QAnon has replaced Pizzagate as the go-to conspiracy theory for the Trump-friendly, fringe sections of the internet, ever since a Pizzagate supporter inadvertently debunked the theory himself by barging into Comet Ping Pong pizzeria with an AR-15 in December and firing three shots. He was looking for child sex trafficking tunnels like the ones described by ardent supporters of the Pizzagate conspiracy, but, unsurprisingly, found none.

“We [got] 30 to 40 calls a day about this bullshit,” one employee told ThinkProgress at the time. “There are staff members as young as 19 that work there and they have to deal with this. It’s real, real sad.”

The man was later arrested, charged, and convicted on several counts, including assault with a dangerous weapon. In June last year, he was sentenced to four years in prison.

But the implosion of Pizzagate did not stop followers from latching onto the QAnon conspiracy. In a nutshell, it claims a secretive cabal of Deep State global elites (including, but not limited to, Hillary Clinton, President Obama, George Soros, the Pope, the Queen, the DNC, the Saudi Royal Family) are responsible for all of the world’s evil, and also like to indulge in child abuse and pedophilia. Standing up to them are Trump, the U.S. Special Forces and Special Counsel Robert Mueller, who is supposedly using the Russia investigation as a front to deliver sealed indictments against all of the global Deep State cabal.

Tasks for this exercise
**a.** Answer these questions about the QAnon text:
(i) How many shots did the man fire inside Comet Ping Pong?
(ii) How many calls a day did the employee say the pizzeria received?
(iii) How long was the prison sentence the man received?
**b.** From the QAnon text, quote the stretch from "The man was" through "Deep State cabal.".
The lines that come next are from a separate source.

Given information
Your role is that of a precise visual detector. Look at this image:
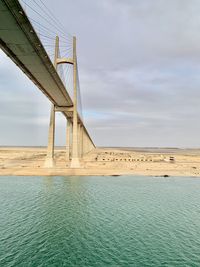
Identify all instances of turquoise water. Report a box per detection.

Expected responses
**a.**
(i) Three.
(ii) 30 to 40.
(iii) Four years.

**b.**
The man was later arrested, charged, and convicted on several counts, including assault with a dangerous weapon. In June last year, he was sentenced to four years in prison.

But the implosion of Pizzagate did not stop followers from latching onto the QAnon conspiracy. In a nutshell, it claims a secretive cabal of Deep State global elites (including, but not limited to, Hillary Clinton, President Obama, George Soros, the Pope, the Queen, the DNC, the Saudi Royal Family) are responsible for all of the world’s evil, and also like to indulge in child abuse and pedophilia. Standing up to them are Trump, the U.S. Special Forces and Special Counsel Robert Mueller, who is supposedly using the Russia investigation as a front to deliver sealed indictments against all of the global Deep State cabal.